Begin DATA PROVIDED

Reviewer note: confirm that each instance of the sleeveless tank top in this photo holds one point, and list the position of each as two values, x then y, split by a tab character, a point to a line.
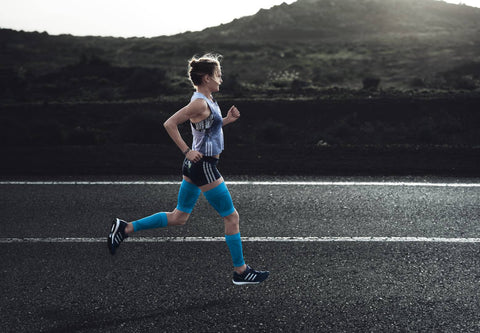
208	133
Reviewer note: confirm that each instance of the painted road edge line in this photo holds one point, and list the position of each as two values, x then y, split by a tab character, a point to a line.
7	240
264	183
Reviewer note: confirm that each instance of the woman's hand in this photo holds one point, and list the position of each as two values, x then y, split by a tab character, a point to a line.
194	156
232	115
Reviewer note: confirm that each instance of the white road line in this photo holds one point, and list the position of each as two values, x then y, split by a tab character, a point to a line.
244	239
260	183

End DATA PROVIDED

> [TASK DETAILS] Retype every line of the items above without changing a character, and leave the pictures out.

> [EXERCISE RESULT]
Reviewer note: confirm that each instance of the sleeveless tank top in this photo holds one point, and list the position of each as two values, x then y, split by a tab character, a point to a line.
208	133
Reviewer note: confirm that each instance of the painted road edge line in this photo holds one point, and list the position of each as two values, x then y, split by a tab character, a point to a line.
7	240
264	183
Reviewer note: confirm that each instance of the woman's hand in this photo holds one point, and list the position of each as two values, x then y, split by a tab character, a point to a line.
194	156
232	115
Reviewer note: confirm that each instance of the white road line in this photo holds one point, and list the position of each as two values, x then y, split by a tab character, a point to a line.
244	239
260	183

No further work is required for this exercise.